▶ PROBLEM TO WORK ON:
From the line containing "written like <point>1091,1002</point>." down to the last line of the material, return those lines verbatim and only those.

════════════════

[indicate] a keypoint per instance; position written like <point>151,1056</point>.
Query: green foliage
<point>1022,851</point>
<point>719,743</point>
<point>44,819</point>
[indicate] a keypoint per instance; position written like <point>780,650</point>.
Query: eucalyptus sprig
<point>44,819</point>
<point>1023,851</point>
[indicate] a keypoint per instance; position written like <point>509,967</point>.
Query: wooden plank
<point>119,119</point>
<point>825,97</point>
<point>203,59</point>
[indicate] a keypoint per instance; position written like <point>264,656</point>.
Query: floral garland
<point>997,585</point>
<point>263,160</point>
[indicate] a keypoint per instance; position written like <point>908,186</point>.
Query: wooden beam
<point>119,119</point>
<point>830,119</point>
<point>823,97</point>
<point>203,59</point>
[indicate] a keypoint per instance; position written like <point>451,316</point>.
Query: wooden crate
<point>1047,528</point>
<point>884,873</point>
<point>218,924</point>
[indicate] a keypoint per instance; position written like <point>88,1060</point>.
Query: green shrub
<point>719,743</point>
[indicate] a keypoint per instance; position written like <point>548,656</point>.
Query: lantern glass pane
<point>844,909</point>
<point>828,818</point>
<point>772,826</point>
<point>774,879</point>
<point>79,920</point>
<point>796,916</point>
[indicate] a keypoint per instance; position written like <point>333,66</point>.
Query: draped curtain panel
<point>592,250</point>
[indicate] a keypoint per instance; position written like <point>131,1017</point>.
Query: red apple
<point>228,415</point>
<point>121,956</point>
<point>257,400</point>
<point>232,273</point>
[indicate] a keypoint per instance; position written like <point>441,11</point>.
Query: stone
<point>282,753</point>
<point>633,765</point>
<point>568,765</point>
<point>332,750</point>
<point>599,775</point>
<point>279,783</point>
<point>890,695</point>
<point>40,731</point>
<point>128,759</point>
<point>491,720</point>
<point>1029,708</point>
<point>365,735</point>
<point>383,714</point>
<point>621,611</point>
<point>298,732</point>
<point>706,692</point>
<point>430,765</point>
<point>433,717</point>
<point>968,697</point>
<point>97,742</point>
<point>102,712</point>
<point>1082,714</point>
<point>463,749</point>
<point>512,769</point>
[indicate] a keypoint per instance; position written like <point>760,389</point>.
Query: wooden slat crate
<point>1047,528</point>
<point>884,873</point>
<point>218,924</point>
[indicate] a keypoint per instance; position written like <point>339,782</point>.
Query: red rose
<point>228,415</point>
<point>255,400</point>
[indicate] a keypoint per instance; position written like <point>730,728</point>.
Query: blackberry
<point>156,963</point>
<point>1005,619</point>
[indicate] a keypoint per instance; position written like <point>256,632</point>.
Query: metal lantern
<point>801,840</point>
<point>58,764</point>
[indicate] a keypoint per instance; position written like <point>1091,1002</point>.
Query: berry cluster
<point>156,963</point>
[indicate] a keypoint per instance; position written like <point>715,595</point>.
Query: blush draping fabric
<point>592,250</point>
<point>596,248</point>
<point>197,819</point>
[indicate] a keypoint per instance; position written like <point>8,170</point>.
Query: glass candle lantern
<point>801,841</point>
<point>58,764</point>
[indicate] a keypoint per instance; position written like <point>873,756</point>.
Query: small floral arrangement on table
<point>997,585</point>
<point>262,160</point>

════════════════

▶ SOLUTION FOR THIS PROBLEM:
[indicate] a keypoint per instance; position written like <point>1091,1002</point>.
Query: berry cluster
<point>156,963</point>
[indicate] a keypoint per instance; position written like <point>715,595</point>.
Query: blush draping fabric
<point>592,250</point>
<point>596,248</point>
<point>197,819</point>
[indicate] a keypoint per instance; position written like <point>8,170</point>.
Query: glass candle lantern
<point>801,841</point>
<point>58,764</point>
[indicate] a keypoint per instance; position written like <point>873,756</point>.
Query: small floral arrangement on table
<point>997,585</point>
<point>262,160</point>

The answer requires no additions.